SHORT TASK 1: Repeat the part of the WEF 2019 passage starting at "In times of" and ending at "hold incredible power.".
SHORT TASK 2: In the WEF 2019 passage, what two qualities does the writer say Genpact will show even more of next year?
SHORT TASK 3: Carry the WEF 2019 passage forward from its last sentence.

PASSAGE PROVIDED:
——

4. We must stand strong on our beliefs and values

In times of global uncertainty, it's essential never to lose sight of your North Star. The companies at WEF have a seat at the table because they have firm beliefs and a clear view of where the world is headed. Even as a modestly sized company, Genpact has a strong voice. Next year, we'll be even more provocative and courageous. It's my hope that all the leaders at WEF 2019 will have inclusion and diversity of thought in their mantras. In moments of transition, our values hold incredible power.

Beyond WEF 2019

Reflecting on my unique experience at this year's World Economic Forum, I am more certain than ever that Genpact is headed in the right direction. My time in Davos was an incredible learning exercise, filled with familiar faces and new relationships. In exchanging questions and ideas with fellow business leaders, I was reminded of the importance of engaging in global conversations across industries.

——

DATASET ROWS:
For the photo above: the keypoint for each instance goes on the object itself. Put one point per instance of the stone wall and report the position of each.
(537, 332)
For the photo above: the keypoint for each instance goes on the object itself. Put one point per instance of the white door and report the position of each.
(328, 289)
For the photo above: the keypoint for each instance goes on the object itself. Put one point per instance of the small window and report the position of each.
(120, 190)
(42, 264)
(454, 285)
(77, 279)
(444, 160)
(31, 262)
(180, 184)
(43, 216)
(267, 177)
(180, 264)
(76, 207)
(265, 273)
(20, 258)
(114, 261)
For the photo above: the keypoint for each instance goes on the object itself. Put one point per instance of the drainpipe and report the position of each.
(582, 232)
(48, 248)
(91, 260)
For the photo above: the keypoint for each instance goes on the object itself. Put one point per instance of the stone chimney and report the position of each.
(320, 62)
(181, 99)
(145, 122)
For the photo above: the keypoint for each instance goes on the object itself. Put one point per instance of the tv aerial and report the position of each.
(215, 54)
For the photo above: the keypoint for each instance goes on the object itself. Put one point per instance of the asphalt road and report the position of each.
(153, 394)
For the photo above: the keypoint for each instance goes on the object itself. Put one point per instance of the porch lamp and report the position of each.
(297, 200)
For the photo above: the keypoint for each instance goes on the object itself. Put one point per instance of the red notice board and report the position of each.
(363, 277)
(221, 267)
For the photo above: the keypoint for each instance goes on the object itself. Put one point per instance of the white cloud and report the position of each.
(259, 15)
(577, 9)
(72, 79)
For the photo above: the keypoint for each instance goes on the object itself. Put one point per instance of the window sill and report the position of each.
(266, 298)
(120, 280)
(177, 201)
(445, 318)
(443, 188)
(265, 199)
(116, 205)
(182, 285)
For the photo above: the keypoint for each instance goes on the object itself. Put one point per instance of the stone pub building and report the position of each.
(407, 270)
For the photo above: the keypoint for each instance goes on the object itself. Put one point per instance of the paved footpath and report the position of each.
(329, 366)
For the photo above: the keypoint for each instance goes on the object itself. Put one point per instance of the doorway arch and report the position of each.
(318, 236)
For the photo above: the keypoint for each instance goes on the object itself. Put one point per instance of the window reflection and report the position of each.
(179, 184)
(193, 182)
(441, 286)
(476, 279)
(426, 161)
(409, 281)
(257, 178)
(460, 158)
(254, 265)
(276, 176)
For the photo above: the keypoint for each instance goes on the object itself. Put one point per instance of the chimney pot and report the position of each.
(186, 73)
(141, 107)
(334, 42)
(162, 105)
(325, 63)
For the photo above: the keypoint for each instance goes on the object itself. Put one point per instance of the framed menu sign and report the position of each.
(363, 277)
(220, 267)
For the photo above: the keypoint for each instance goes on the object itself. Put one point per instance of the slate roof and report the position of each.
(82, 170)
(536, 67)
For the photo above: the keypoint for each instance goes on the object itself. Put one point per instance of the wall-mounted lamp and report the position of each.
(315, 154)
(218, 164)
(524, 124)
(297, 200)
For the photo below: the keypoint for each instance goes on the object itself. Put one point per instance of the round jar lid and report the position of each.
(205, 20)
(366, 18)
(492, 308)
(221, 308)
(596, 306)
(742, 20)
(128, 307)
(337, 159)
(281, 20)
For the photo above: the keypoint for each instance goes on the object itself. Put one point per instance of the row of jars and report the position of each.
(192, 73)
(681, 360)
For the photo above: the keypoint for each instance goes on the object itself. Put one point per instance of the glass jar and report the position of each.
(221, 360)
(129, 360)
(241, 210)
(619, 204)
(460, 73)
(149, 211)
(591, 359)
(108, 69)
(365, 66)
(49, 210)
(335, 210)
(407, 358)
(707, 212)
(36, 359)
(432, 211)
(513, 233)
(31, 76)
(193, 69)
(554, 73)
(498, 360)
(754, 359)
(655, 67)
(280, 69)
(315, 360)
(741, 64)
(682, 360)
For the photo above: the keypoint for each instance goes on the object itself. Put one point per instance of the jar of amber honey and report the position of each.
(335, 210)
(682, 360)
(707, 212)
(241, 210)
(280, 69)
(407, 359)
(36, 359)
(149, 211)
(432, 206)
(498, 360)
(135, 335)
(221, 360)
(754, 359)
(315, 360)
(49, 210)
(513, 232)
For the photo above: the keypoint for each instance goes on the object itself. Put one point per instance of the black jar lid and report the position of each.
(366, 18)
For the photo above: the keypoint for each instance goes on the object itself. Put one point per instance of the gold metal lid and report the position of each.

——

FINAL ANSWER 1:
In times of global uncertainty, it's essential never to lose sight of your North Star. The companies at WEF have a seat at the table because they have firm beliefs and a clear view of where the world is headed. Even as a modestly sized company, Genpact has a strong voice. Next year, we'll be even more provocative and courageous. It's my hope that all the leaders at WEF 2019 will have inclusion and diversity of thought in their mantras. In moments of transition, our values hold incredible power.

FINAL ANSWER 2: Genpact will be even more provocative and courageous.

FINAL ANSWER 3:
The Fourth Industrial Revolution comes at a time of global unrest, and this uncertainty was tangible at Davos. In my discussions with peers, we contemplated what businesses can do to better address society's needs and set up companies for success for decades to come. These conversations revealed the shared goals and good intentions leaders can all carry forward beyond Davos. Despite today's global variables, I am confident that we can continue to work together to empower a future-proof workforce.